(Coordinate labeling data)
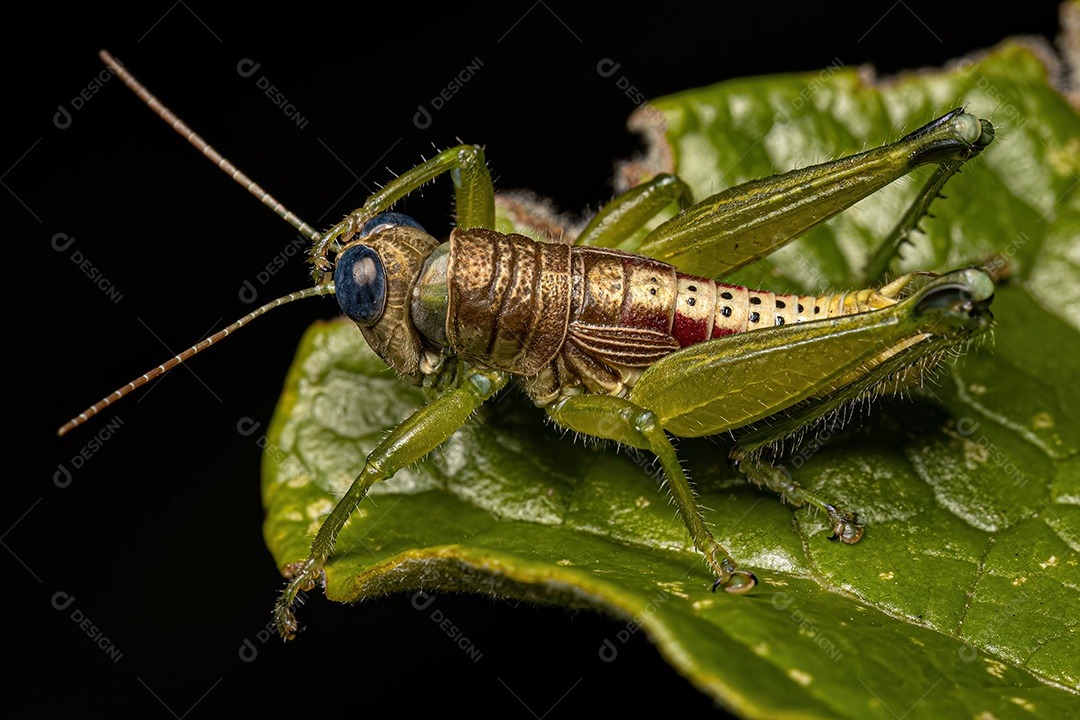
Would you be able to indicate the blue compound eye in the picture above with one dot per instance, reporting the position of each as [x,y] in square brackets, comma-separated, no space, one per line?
[385,220]
[361,284]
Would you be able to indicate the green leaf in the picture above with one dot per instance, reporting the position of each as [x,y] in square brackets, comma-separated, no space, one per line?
[966,589]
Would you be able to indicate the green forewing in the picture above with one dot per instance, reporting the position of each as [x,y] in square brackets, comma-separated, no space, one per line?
[963,597]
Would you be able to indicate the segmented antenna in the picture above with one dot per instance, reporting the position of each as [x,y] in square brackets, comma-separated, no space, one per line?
[253,188]
[198,348]
[205,148]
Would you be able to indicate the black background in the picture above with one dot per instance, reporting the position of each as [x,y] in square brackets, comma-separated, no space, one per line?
[158,534]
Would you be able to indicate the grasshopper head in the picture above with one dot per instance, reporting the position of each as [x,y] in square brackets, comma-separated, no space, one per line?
[956,306]
[374,275]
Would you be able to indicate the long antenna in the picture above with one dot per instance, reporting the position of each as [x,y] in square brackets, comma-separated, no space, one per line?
[205,148]
[252,187]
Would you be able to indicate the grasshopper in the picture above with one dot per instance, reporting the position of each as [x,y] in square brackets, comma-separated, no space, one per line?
[633,348]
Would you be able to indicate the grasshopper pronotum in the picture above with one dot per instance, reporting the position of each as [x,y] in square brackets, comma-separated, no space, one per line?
[619,345]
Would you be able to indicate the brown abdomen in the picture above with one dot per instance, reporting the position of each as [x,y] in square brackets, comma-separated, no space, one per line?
[508,299]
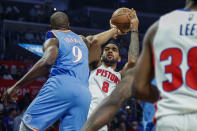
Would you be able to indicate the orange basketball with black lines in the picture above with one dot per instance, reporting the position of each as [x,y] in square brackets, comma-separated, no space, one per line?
[120,18]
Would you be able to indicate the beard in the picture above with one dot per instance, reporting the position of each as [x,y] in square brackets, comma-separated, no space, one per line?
[109,62]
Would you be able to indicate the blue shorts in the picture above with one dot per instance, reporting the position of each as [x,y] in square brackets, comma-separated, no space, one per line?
[62,97]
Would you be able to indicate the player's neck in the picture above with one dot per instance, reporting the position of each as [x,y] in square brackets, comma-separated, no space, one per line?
[191,6]
[112,66]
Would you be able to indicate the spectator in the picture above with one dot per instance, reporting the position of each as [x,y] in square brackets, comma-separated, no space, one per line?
[2,127]
[13,70]
[7,75]
[26,100]
[9,120]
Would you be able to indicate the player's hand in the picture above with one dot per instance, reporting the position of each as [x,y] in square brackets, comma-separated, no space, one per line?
[10,95]
[118,32]
[134,21]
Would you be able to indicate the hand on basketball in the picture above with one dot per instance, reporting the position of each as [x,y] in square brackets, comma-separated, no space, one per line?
[133,20]
[119,32]
[11,94]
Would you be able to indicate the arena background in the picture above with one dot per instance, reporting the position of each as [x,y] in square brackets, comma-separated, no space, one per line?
[27,21]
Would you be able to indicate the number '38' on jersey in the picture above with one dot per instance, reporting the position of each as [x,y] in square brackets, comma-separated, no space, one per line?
[175,54]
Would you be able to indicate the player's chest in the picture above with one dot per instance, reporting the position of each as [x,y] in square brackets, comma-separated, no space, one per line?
[109,76]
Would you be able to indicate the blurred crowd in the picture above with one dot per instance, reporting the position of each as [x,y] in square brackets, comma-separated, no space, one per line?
[127,119]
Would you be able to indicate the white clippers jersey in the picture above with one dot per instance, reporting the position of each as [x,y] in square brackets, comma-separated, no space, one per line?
[175,51]
[102,82]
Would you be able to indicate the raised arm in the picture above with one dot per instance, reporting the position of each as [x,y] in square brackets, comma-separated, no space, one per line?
[133,52]
[50,49]
[94,44]
[135,83]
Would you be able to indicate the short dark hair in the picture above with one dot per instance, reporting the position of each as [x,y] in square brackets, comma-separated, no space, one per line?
[59,20]
[110,42]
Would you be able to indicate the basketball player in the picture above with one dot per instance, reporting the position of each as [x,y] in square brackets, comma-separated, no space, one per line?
[104,78]
[65,95]
[173,41]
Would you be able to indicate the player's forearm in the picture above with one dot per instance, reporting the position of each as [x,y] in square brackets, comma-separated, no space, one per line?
[103,37]
[133,53]
[39,69]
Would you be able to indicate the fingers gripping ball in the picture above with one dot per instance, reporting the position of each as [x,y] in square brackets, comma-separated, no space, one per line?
[120,18]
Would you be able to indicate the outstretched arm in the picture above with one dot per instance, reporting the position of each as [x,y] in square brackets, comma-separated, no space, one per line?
[133,52]
[50,49]
[94,44]
[135,83]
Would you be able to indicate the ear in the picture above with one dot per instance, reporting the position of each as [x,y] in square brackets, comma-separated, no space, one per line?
[119,59]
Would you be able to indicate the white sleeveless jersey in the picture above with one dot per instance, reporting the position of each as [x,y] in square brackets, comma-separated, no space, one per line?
[102,82]
[175,55]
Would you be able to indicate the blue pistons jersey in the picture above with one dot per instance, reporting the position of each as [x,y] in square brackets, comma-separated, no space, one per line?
[65,95]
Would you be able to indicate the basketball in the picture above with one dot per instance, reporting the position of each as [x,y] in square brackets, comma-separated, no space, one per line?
[120,18]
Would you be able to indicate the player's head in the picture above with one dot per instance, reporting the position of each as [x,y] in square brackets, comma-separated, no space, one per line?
[59,20]
[110,55]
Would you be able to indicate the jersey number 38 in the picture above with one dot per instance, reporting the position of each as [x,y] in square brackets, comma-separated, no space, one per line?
[175,70]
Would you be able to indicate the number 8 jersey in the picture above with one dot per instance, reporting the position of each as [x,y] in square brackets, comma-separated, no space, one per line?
[102,82]
[175,57]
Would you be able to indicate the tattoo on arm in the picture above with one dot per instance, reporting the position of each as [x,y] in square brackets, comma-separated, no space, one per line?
[134,45]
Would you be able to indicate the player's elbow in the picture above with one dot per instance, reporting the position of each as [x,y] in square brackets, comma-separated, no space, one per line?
[137,89]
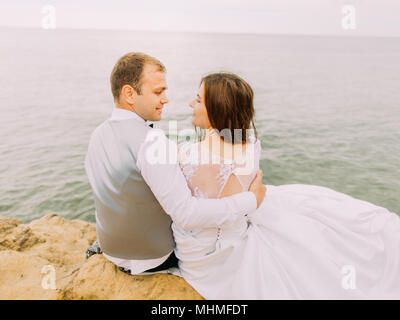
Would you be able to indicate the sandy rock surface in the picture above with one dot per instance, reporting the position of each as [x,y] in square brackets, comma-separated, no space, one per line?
[45,259]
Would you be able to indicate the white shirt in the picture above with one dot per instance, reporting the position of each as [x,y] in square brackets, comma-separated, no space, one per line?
[136,266]
[176,199]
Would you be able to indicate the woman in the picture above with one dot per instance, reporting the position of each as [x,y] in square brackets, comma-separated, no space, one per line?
[304,242]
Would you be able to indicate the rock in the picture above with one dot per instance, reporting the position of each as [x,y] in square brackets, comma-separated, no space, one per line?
[46,260]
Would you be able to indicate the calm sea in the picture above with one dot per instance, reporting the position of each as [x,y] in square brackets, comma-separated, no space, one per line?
[327,109]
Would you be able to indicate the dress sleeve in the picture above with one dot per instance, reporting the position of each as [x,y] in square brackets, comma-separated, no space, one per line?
[167,182]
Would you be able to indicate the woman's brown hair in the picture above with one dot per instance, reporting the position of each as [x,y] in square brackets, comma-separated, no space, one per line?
[229,103]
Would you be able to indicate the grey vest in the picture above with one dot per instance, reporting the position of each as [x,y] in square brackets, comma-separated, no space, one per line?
[130,223]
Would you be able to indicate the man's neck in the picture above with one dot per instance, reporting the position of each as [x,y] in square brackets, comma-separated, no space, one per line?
[128,108]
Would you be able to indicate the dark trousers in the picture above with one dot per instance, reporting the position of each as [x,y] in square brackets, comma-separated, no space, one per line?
[172,261]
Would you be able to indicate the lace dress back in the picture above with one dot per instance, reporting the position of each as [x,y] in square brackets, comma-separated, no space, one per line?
[207,173]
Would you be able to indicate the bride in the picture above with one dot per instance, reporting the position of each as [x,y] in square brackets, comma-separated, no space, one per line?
[303,242]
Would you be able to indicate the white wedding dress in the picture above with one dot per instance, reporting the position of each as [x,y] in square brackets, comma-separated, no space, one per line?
[303,242]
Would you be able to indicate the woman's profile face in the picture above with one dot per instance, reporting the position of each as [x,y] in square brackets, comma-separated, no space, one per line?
[200,116]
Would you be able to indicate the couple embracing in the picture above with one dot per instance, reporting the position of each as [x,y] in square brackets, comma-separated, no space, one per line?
[208,213]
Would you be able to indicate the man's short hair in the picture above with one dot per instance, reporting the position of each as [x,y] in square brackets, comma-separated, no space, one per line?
[129,70]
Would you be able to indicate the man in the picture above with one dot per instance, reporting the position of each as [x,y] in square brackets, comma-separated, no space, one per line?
[134,198]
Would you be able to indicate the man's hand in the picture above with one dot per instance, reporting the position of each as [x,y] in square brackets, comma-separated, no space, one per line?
[258,188]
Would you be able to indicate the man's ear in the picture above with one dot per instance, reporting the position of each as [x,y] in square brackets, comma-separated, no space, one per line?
[129,94]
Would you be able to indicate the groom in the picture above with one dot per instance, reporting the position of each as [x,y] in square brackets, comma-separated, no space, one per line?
[136,199]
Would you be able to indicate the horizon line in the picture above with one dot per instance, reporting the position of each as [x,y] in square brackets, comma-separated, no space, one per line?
[205,32]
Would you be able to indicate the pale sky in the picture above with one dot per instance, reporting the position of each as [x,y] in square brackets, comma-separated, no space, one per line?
[318,17]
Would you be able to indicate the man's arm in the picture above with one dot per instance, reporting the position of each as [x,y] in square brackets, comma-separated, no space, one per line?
[169,186]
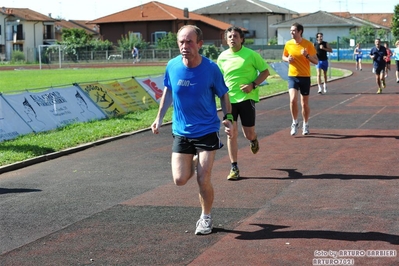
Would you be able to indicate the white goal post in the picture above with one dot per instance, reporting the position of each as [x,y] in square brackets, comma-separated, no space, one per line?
[43,51]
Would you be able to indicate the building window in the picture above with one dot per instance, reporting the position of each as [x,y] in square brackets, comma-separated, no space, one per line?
[245,23]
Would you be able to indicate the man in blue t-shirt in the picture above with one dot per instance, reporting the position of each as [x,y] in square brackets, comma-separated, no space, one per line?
[379,54]
[191,83]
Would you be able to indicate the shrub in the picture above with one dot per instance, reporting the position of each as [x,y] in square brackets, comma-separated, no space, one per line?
[18,56]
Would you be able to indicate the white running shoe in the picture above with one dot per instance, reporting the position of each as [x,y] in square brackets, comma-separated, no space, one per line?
[305,130]
[294,128]
[204,226]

## [CHALLENGE]
Leaving out every picture, copy exactly the lines from the one that contains "Would you be able to indicate the man's hand" through the end of the entries above.

## [CORRECT ANSWER]
Would you be able to indicate the man's hand in the picture above with one dot per instance, reporting the position of each as [x,y] in square brackets, comma-separated, no space, one per line?
[258,188]
Would you be able to indicate the man's ear in the picture above with one dot per instance, reporting the position of each as [x,y] in square brackets, comma-separated, no space, one per line?
[129,94]
Would you be able to indicate the groom in the picture above with one dot per instance, reporting the position of each as [x,y] in square brackets, comma-separated, no space, one per line?
[136,199]
Would you be able to indicate the horizon line in the picture above with one dot per instance, reporting the position of each as [x,y] in square brackets, comma-separated, no space, one per line?
[205,32]
Would you be able to indicate the pale sky in the picture above with one dot per instance, reporting the position of each as [x,y] in square brackets, comma-separated, no space, one per line?
[318,17]
Would you be able to indicate the man's arm in the picture above with one dot per instance, reporting the position of each as [x,y] in square brackets, comma-separated, no space, one per line?
[169,186]
Would you be able to indicate the white goal post in the picture above with one dot per instance, reporting the position of each as [x,y] in square brackets, comma-separated, no space, one per line?
[43,51]
Would you be able to indicate the building window in the picture above with one dot per instance, reporting the position of each as [x,y] in square brackets, comma-separated, no space, one per line?
[245,23]
Would you be able to indicate the man in blue t-shirt in the picture above with one dot per instance, reporting the position of each as [x,y] in square brackets, comma-separated, no space, one per line?
[379,54]
[191,83]
Would you be able to indicate the shrub in the picture above with one dot per instance, reporting the position of each as [x,y] in square brackets, comma-separated, no space, one per line?
[18,56]
Would you be able to indicate the white running shoe in the picture above with one dot per instance, reporting the position of each as [x,y] in square brackets, comma-separated, no space, one per line?
[305,130]
[294,128]
[204,226]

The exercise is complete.